--- Schriftliche Aufgabe 1 ---
Ermitteln Sie jede Zeile der Datensätze, die die Zeichenfolge "sports" enthält, und übernehmen Sie diese Zeilen unverändert. Dabei ist die Groß- und Kleinschreibung zu beachten.

--- Textauszug zum Lesen ---
Und auch dort, wo Entscheidungen auf empirischen, wissenschaftlichen Tatsachen beruhen sollten, haben Demokratien die starke Neigung, diese zu entsachlichen und dafür moralisch aufzuladen. Das liegt in ihrer Logik. Denn nur über diskutierbare Sachverhalte lässt sich auch demokratisch abstimmen. Ergebnis: Gesetze der Mathematik werden im Namen der Gerechtigkeit gebeugt (Staatshaushalt) oder einfache Regeln der Physik unter dem Stichwort Verantwortung (Energiepolitik) ignoriert.
Demokratien sind somit normativ expansiv. Sie verwandeln die Welt der Tatsachen in eine Welt der Konventionen. Denn nur Konventionen lassen sich ändern und sind somit demokratisch. Tatsachen sind dieser Logik nach totalitär. Demokratien mögen keine Tatsachen.
So gesehen, ist Demokratie die kontrafaktische Staatsform schlechthin.

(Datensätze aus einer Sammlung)

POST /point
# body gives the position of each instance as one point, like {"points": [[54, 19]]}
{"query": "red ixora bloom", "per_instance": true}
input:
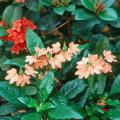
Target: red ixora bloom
{"points": [[17, 34]]}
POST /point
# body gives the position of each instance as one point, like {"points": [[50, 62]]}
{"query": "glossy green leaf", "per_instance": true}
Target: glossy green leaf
{"points": [[72, 88], [108, 14], [108, 3], [64, 112], [82, 14], [2, 32], [89, 4], [33, 41], [45, 2], [7, 108], [31, 116], [114, 113], [59, 10], [28, 101], [115, 86], [46, 86], [11, 14]]}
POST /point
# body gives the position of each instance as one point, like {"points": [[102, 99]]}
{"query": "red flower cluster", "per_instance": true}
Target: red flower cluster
{"points": [[17, 34]]}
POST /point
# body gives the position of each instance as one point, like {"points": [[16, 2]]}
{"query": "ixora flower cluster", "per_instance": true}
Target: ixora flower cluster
{"points": [[52, 58], [17, 34], [95, 64]]}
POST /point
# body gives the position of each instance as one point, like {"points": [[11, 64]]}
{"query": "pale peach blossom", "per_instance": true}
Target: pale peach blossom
{"points": [[95, 67], [29, 70], [73, 48], [31, 59], [41, 51], [107, 68], [109, 57], [41, 62], [14, 77], [67, 56], [56, 61], [83, 68], [56, 47]]}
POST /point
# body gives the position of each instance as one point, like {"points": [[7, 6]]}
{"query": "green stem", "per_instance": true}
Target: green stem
{"points": [[91, 83]]}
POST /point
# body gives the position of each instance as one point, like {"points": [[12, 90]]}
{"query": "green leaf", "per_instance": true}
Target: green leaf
{"points": [[59, 10], [102, 43], [108, 14], [70, 7], [115, 86], [30, 90], [10, 93], [114, 114], [20, 61], [46, 106], [108, 3], [89, 4], [82, 14], [100, 85], [33, 41], [32, 5], [112, 102], [76, 2], [6, 118], [83, 99], [11, 14], [29, 102], [64, 112], [72, 88], [2, 32], [31, 116], [7, 108], [45, 2], [46, 86]]}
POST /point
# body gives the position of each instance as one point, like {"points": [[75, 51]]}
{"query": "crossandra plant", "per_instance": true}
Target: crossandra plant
{"points": [[59, 59]]}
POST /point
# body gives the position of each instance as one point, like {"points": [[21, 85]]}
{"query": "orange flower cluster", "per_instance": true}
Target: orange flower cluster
{"points": [[17, 34], [94, 64], [54, 56]]}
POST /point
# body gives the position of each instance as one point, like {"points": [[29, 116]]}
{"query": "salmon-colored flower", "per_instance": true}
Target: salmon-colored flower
{"points": [[73, 48], [31, 59], [67, 56], [94, 64], [56, 61], [29, 70], [107, 68], [20, 1], [56, 47], [14, 77], [41, 51], [109, 57]]}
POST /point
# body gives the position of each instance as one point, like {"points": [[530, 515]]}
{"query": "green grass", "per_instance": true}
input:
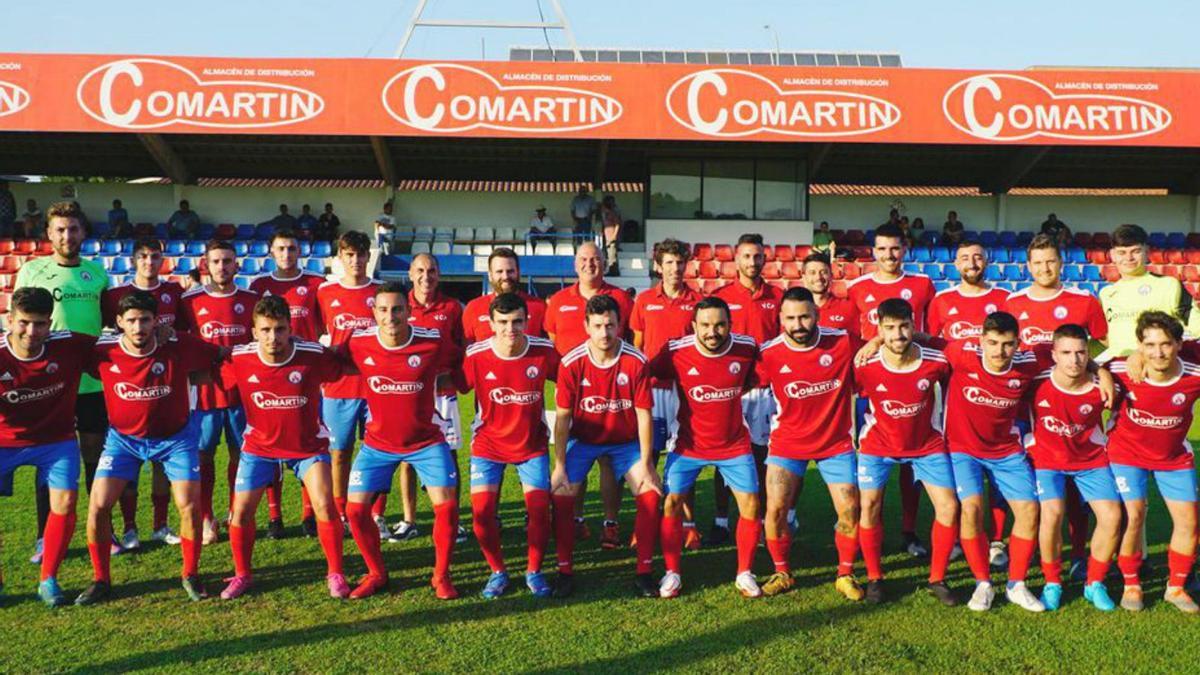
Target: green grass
{"points": [[288, 623]]}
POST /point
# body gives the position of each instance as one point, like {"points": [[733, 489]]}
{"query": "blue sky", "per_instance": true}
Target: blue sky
{"points": [[1011, 34]]}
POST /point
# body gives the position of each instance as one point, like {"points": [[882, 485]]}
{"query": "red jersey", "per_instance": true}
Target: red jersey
{"points": [[477, 327], [283, 400], [148, 395], [813, 389], [954, 315], [1068, 432], [223, 320], [903, 420], [346, 309], [399, 384], [711, 386], [867, 293], [603, 398], [301, 297], [982, 406], [1151, 426], [167, 293], [37, 396], [510, 399], [1038, 318], [564, 315]]}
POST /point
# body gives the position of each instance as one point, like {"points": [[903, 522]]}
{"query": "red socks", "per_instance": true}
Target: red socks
{"points": [[870, 539], [538, 532], [330, 533], [646, 529], [747, 537], [1020, 553], [564, 532], [487, 532], [59, 529]]}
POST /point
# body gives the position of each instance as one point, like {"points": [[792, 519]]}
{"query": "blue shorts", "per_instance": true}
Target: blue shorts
{"points": [[533, 472], [1179, 484], [57, 464], [256, 471], [931, 470], [739, 473], [580, 458], [124, 455], [346, 419], [213, 422], [372, 470], [838, 469], [1095, 484], [1012, 475]]}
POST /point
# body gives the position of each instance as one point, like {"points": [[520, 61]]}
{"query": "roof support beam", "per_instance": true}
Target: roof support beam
{"points": [[383, 157], [1019, 165], [163, 155]]}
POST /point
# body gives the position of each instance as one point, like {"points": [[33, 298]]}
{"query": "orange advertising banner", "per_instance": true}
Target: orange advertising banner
{"points": [[573, 100]]}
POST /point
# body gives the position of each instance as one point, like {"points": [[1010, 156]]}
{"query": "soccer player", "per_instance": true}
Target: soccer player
{"points": [[712, 368], [508, 372], [345, 308], [145, 381], [603, 408], [147, 263], [754, 311], [565, 328], [402, 368], [299, 288], [663, 314], [78, 284], [889, 280], [279, 377], [504, 276], [1068, 440], [1150, 437], [220, 314], [39, 386], [809, 370], [904, 426]]}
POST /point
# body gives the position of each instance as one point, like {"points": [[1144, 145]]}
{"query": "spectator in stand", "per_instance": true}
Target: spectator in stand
{"points": [[953, 230], [184, 222], [119, 221], [583, 208], [328, 225], [1056, 230]]}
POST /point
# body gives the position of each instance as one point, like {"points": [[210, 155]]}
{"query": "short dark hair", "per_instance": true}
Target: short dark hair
{"points": [[138, 300], [1001, 322], [33, 300], [895, 308], [600, 305], [273, 306], [507, 303], [1069, 332], [798, 294], [1162, 321], [1129, 234]]}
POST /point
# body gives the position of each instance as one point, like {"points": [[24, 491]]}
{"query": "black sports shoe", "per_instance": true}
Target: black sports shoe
{"points": [[943, 593], [94, 593], [564, 585], [874, 591], [717, 537], [647, 586]]}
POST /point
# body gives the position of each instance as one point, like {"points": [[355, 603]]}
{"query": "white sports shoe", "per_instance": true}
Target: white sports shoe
{"points": [[1020, 595], [981, 599], [748, 585], [670, 585], [166, 535]]}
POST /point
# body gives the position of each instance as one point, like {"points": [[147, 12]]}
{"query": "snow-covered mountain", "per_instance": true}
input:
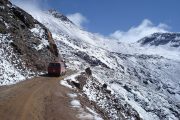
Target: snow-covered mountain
{"points": [[144, 81], [25, 45]]}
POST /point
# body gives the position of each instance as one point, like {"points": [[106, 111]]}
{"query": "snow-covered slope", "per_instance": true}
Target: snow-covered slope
{"points": [[144, 82], [26, 46]]}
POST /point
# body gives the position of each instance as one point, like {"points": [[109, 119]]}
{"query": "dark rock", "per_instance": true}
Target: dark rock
{"points": [[88, 71], [127, 88], [76, 84], [23, 41]]}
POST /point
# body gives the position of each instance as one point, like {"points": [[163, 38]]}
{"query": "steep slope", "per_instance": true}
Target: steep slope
{"points": [[26, 46], [144, 85]]}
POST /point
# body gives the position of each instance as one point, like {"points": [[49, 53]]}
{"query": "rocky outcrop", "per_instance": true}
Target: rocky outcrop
{"points": [[31, 41]]}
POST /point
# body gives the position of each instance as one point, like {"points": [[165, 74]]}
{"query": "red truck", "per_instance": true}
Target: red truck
{"points": [[56, 69]]}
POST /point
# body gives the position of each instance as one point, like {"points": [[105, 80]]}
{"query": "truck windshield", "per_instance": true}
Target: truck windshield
{"points": [[54, 64]]}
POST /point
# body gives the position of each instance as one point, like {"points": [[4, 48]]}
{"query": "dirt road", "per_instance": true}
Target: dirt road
{"points": [[41, 98]]}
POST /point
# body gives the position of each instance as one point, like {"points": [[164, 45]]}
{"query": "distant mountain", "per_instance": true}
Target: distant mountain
{"points": [[143, 85], [162, 39], [26, 46]]}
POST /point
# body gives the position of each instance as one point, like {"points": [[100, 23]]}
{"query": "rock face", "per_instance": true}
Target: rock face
{"points": [[31, 41]]}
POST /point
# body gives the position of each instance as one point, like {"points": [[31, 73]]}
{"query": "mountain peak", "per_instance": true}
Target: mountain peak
{"points": [[157, 39], [59, 15]]}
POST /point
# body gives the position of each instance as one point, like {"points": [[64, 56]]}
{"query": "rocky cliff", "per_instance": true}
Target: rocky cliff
{"points": [[25, 44]]}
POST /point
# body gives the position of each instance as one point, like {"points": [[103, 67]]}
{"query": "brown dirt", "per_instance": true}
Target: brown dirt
{"points": [[41, 98]]}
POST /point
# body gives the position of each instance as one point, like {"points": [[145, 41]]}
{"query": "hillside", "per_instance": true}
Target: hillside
{"points": [[129, 81], [26, 46], [143, 83]]}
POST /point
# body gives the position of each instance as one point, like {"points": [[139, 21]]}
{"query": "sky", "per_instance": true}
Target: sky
{"points": [[118, 18]]}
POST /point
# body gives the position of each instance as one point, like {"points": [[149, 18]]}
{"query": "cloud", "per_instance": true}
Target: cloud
{"points": [[31, 5], [136, 33], [78, 19]]}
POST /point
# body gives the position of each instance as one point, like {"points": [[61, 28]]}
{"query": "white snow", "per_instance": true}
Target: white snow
{"points": [[40, 32], [10, 73], [150, 73], [75, 103]]}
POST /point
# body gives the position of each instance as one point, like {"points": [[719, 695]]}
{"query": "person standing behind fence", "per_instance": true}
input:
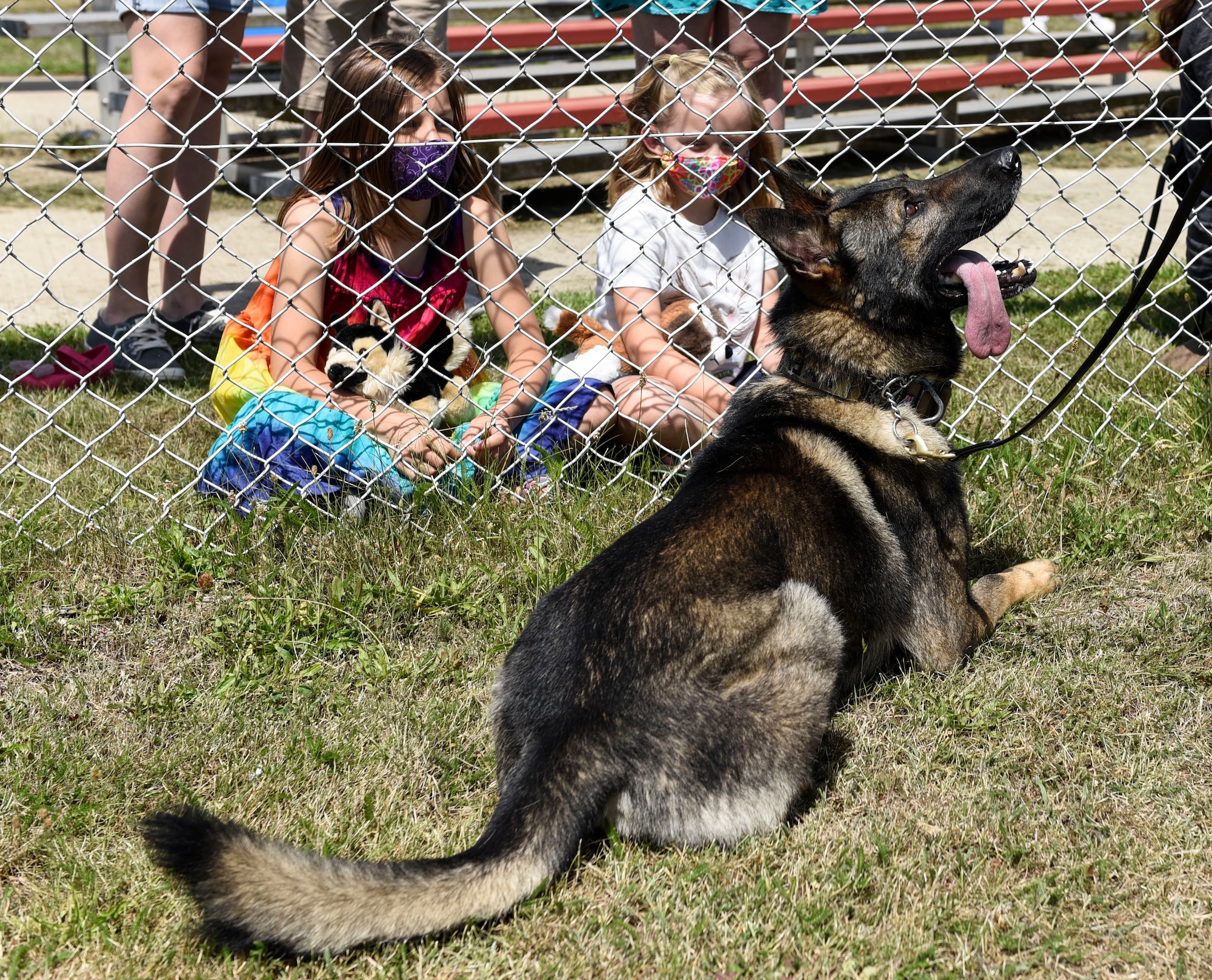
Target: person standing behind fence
{"points": [[1186, 43], [753, 32], [159, 179], [322, 33], [677, 228]]}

--- Schriftliche Aufgabe 2 ---
Schreiben Sie aus dem Textauszug über die Demokratie den Abschnitt wortgetreu ab, der bei "Und auch dort, wo" beginnt und mit "Verantwortung (Energiepolitik) ignoriert." endet.

--- Ausgabe 1 ---
{"query": "black sports shoe", "per_instance": true}
Target: black sports shoe
{"query": "white sports shoe", "per_instance": true}
Target: white sports shoe

--- Ausgabe 2 ---
Und auch dort, wo Entscheidungen auf empirischen, wissenschaftlichen Tatsachen beruhen sollten, haben Demokratien die starke Neigung, diese zu entsachlichen und dafür moralisch aufzuladen. Das liegt in ihrer Logik. Denn nur über diskutierbare Sachverhalte lässt sich auch demokratisch abstimmen. Ergebnis: Gesetze der Mathematik werden im Namen der Gerechtigkeit gebeugt (Staatshaushalt) oder einfache Regeln der Physik unter dem Stichwort Verantwortung (Energiepolitik) ignoriert.